» SUPPLIED TEXT

-.-.-

Anti-Fascism and Violence

AT THE HEART of the anti-fascist ethos is a rejection of the classical liberal notion adopted from Voltaire that “I disapprove of what you say, but I will defend to the death your right to say it.” After Auschwitz and Treblinka, anti-fascists committed themselves to fighting to the death to stomp on the right of Nazis to say anything.

As refreshing it is to see someone taking up his banner with such candor and aplomb as Mr. Mark Bray (find here the source for this quotation), I admit I remain somewhat perplexed by his position. Evidently, the rules of civil discourse, which ought regulate our interactions with almost all conceivable political positions, are somehow to be suspended in the face of one and only one: fascism. With the fascists (and evidently, there can be no legitimate disagreement as to who is or who is not a “fascist”; one knows one when one sees one, like a rock or a rainbow), we are entitled to adopt whatever strategies are necessary, to be certain that these fascists have “no option but to hide” (to borrow Mr. Bray’s happy phraseology). We are entitled to this remarkable exceptionalism, on account of the sins that the fascists have on their historical conscience.
      Can I hope, then, that Mr. Bray will extend the same lack of courtesy to contemporary communists as he does to contemporary “Nazis”? Just in case, I’ll ask it on his own terms: after the Cultural Revolution, the Red Terror, the Great Purge, and the Cambodian Genocide (must I go on?), will anti-fascists “commit themselves to fighting to the death to stomp on the right of communists to say anything”? And will Mr. Bray for one be willing to identify the new “communists” with such loose generosity as he does “fascists”—even though he himself, as a self-proclaimed anarchist, would surely fall under such a wide umbrella?

-.-.-

» Entries pointing to named objects

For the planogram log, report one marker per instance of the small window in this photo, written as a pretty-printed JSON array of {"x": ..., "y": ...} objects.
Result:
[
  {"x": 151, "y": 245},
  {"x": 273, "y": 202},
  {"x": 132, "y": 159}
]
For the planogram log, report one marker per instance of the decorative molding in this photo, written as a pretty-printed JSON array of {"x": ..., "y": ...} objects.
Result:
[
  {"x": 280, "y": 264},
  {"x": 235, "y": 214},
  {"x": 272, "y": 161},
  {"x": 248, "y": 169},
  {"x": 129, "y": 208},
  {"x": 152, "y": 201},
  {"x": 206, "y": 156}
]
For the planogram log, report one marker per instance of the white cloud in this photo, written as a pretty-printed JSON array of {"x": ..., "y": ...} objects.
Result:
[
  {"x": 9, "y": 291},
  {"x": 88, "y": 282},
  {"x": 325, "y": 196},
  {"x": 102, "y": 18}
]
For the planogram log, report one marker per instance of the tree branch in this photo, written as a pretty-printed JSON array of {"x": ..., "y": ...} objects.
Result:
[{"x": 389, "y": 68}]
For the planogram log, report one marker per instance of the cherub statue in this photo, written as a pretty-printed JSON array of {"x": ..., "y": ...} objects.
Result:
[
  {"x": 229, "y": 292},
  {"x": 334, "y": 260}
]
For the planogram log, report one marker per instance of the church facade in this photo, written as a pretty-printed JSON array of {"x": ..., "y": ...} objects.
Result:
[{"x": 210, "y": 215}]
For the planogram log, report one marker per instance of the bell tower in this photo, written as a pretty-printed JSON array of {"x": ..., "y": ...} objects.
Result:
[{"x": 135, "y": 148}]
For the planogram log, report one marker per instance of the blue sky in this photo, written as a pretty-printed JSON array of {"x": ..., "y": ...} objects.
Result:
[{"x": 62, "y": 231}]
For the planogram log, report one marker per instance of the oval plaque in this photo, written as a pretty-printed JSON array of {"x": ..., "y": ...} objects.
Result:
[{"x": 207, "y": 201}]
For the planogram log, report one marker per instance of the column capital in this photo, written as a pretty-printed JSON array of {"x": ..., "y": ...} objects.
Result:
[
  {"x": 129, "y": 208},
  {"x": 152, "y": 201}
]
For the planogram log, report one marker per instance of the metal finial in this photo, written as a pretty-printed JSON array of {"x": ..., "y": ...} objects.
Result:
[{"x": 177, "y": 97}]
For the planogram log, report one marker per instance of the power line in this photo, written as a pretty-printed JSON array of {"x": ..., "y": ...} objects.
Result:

-.-.-

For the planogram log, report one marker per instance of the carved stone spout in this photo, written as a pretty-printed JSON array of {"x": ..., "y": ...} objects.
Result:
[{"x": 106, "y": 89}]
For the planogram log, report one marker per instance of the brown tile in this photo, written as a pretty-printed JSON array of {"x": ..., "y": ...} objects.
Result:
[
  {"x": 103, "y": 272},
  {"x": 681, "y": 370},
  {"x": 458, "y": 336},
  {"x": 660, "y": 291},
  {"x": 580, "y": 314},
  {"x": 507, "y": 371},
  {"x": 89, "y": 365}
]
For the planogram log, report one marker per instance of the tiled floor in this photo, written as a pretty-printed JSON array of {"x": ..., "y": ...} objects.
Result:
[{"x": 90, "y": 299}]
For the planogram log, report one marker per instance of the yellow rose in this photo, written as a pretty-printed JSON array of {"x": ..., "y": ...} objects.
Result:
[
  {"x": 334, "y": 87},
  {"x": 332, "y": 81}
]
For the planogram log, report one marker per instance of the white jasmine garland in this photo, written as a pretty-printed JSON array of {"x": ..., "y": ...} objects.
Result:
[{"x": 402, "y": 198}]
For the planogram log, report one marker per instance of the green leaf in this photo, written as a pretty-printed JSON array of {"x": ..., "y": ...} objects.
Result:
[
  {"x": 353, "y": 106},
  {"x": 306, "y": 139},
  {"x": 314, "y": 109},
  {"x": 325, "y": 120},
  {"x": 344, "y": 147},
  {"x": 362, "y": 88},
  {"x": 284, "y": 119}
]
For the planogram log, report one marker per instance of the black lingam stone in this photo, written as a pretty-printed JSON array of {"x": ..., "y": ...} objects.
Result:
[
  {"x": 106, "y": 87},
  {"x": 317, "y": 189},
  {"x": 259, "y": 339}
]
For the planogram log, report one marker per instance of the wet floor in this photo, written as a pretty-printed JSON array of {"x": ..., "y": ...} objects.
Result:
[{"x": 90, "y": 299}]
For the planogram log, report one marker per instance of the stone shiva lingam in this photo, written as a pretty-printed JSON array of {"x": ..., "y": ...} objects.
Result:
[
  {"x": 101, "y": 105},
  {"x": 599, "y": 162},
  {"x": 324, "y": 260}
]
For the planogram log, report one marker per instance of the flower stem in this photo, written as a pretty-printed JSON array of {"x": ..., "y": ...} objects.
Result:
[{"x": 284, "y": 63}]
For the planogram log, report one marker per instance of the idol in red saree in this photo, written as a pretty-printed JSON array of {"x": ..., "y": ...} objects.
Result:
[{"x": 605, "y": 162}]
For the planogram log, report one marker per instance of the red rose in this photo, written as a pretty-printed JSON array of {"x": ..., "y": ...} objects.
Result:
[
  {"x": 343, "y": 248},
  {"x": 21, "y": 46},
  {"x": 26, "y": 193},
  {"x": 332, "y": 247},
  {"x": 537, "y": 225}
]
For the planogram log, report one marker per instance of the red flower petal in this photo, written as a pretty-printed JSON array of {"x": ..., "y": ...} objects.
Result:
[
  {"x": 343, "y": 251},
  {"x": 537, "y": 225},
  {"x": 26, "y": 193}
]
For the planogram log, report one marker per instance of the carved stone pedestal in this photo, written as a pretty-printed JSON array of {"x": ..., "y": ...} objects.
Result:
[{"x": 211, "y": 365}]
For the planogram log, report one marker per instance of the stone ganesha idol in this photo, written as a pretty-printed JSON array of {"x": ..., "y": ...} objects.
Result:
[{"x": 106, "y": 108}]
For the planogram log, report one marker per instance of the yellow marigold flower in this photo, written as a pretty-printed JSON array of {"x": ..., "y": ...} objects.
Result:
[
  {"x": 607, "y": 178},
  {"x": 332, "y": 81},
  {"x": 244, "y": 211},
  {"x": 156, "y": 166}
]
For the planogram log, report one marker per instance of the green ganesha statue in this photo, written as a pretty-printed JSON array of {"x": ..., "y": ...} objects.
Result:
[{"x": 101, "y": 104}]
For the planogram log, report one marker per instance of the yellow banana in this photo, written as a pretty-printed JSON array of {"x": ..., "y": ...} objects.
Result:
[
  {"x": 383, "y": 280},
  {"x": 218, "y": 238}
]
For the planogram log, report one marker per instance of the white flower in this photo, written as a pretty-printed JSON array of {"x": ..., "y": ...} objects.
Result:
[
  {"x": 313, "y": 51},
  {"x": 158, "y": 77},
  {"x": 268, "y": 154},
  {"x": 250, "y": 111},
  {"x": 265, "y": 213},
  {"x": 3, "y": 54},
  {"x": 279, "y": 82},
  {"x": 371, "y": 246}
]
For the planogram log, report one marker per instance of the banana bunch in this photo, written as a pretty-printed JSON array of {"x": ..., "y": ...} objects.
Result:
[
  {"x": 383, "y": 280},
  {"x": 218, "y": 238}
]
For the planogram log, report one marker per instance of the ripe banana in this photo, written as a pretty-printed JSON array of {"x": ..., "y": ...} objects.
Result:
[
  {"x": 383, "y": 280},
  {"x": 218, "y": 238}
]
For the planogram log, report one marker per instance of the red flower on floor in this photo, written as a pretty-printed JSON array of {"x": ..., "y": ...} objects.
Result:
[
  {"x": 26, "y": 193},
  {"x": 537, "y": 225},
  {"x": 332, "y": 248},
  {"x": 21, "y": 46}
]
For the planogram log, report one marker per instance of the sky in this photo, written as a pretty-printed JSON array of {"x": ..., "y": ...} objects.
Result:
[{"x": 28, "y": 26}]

-.-.-

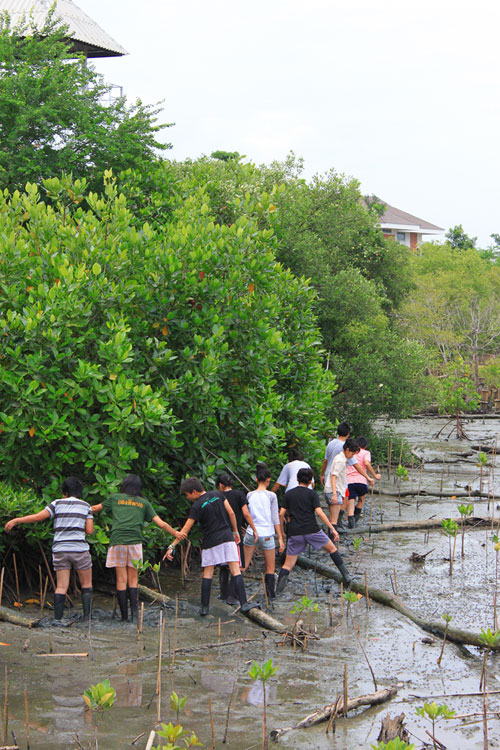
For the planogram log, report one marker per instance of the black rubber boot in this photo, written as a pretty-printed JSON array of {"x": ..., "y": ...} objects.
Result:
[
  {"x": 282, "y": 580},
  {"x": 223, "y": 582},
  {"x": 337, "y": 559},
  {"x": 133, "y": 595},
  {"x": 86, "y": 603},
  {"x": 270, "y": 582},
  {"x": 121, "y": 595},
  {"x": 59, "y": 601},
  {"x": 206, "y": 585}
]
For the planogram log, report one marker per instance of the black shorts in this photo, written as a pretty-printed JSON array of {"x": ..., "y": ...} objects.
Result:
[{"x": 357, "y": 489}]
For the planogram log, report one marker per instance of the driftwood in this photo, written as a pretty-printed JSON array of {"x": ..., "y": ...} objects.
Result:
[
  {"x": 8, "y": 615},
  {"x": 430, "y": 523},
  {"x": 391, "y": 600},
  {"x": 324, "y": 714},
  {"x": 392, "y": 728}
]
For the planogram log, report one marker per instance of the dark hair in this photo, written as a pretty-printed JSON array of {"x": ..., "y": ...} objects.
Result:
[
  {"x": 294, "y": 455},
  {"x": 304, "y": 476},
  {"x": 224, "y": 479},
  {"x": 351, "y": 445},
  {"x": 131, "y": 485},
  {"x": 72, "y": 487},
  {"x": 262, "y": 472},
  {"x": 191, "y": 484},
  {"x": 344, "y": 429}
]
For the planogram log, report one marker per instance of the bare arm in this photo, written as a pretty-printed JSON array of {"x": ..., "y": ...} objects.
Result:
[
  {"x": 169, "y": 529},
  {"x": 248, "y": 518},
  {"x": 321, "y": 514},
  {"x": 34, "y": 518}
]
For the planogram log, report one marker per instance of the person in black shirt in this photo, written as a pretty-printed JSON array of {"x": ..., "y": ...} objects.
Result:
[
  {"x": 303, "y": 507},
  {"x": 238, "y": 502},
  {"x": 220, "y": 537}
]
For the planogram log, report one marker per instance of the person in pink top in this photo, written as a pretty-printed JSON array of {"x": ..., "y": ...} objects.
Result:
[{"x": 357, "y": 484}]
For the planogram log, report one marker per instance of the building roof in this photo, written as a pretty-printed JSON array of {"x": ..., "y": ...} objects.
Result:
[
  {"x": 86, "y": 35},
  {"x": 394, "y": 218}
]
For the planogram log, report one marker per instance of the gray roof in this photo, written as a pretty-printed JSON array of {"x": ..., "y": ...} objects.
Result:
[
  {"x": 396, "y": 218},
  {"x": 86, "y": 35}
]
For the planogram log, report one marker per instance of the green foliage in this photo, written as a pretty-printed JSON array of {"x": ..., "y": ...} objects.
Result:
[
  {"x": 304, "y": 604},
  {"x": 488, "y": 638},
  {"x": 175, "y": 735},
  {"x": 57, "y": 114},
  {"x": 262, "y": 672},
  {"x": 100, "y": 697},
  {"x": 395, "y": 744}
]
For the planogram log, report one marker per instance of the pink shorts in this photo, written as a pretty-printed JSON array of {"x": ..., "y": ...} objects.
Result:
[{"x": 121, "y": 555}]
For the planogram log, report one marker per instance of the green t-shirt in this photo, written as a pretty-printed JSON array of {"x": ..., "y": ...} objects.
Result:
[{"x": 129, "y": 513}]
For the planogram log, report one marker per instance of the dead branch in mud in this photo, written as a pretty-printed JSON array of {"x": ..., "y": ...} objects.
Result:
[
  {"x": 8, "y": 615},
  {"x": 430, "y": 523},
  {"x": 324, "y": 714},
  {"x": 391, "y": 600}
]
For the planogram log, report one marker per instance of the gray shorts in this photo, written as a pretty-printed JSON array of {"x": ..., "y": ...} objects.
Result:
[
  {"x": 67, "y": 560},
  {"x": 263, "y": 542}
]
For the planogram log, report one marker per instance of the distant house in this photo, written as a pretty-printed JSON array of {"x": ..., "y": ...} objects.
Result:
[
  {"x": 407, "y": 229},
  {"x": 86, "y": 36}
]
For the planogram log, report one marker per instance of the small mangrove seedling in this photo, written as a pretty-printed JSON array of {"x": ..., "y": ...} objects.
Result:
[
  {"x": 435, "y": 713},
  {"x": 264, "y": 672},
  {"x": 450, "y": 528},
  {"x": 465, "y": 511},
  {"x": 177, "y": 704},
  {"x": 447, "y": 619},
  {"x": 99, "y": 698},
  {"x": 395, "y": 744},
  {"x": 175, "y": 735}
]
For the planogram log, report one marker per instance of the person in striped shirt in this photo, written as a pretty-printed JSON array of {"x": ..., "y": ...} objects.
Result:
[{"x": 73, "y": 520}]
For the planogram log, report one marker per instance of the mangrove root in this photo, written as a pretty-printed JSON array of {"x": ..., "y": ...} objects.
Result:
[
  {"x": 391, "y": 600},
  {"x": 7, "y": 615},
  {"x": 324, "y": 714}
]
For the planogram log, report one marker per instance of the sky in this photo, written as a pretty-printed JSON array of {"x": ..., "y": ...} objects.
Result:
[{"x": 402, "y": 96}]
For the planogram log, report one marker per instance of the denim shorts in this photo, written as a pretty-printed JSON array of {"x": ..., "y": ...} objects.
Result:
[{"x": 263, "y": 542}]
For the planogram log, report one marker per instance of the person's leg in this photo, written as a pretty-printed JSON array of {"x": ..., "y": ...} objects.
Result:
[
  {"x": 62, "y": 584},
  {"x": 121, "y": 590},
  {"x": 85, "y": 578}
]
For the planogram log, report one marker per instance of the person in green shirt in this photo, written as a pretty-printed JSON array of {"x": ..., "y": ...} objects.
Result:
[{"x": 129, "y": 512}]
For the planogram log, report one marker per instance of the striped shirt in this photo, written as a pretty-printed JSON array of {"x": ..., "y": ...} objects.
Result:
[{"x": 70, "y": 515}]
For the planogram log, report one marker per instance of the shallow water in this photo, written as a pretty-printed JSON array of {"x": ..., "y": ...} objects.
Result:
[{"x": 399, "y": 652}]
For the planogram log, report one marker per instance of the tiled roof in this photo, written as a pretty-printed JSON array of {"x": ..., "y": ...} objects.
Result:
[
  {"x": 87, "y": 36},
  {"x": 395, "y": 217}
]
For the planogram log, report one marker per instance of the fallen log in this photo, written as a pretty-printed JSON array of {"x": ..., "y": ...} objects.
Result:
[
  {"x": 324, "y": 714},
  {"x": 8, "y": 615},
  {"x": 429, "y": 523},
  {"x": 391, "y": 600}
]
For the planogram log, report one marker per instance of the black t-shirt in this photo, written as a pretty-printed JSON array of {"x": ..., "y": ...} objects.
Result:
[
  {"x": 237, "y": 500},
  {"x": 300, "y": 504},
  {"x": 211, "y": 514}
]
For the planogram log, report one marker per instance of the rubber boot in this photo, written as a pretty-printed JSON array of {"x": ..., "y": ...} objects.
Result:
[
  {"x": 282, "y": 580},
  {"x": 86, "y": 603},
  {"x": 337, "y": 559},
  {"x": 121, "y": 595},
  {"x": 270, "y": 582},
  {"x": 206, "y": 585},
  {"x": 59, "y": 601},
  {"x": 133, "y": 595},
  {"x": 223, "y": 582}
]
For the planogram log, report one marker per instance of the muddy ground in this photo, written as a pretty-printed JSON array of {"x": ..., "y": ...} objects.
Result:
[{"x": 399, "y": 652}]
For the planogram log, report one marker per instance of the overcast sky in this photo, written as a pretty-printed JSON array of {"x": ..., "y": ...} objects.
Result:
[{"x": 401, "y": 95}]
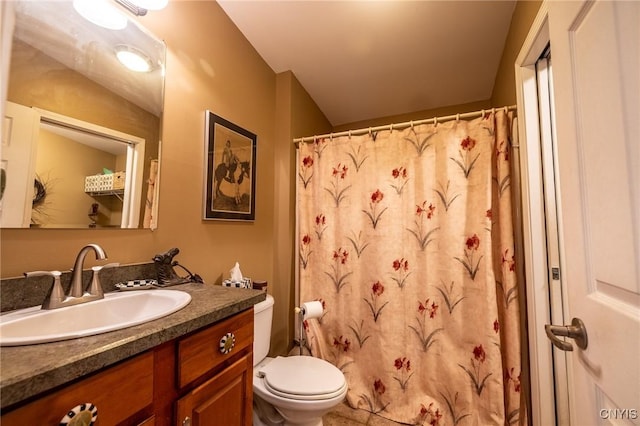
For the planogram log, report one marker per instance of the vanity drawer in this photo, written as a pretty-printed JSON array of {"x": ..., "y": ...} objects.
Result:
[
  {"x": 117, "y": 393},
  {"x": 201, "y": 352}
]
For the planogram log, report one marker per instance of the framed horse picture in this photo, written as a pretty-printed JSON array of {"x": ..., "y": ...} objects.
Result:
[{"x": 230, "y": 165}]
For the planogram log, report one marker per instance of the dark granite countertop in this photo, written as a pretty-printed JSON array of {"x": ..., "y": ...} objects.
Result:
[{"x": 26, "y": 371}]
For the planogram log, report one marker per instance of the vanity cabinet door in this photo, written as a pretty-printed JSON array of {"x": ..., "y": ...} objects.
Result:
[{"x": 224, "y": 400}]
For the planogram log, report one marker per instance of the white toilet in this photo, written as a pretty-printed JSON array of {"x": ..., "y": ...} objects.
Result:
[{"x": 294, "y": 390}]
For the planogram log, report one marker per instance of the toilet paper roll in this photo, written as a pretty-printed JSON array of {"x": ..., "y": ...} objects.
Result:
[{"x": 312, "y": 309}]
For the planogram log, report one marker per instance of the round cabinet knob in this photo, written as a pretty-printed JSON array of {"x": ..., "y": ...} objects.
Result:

-.-.-

» REQUIRED WORK
- A) Using the essay on anti-fascism and violence, decide whether each statement agrees with it, and answer yes or no with the deciding words quoted: (i) the anti-fascist ethos is said to reject a classical liberal notion taken from Voltaire; (ii) the writer calls Mr. Bray a self-proclaimed communist; (iii) the writer says the rules of civil discourse ought to regulate our interactions with no political positions at all.
- B) Gather every line of the entries that contains the string "person".
The essay and the entries have no connection to each other.

» FULL ANSWERS
- A)
(i) Yes: "AT THE HEART of the anti-fascist ethos is a rejection of the classical liberal notion adopted from Voltaire"
(ii) No: "as a self-proclaimed anarchist"
(iii) No: "which ought regulate our interactions with almost all conceivable political positions"

- B)
For the planogram log, report one marker per instance of the person in black shirt in this photo, written as a pretty-printed JSON array of {"x": ..., "y": ...} objects.
For the planogram log, report one marker per instance of the person in pink top in this photo, written as a pretty-printed JSON array of {"x": ..., "y": ...} objects.
For the planogram log, report one marker per instance of the person in striped shirt in this photo, written as a pretty-printed JSON array of {"x": ..., "y": ...} objects.
For the planogram log, report one marker per instance of the person's leg in this photo, written as a pretty-printed JSON array of {"x": ..., "y": ...} objects.
For the planogram log, report one marker per instance of the person in green shirt in this photo, written as a pretty-printed JSON array of {"x": ..., "y": ...} objects.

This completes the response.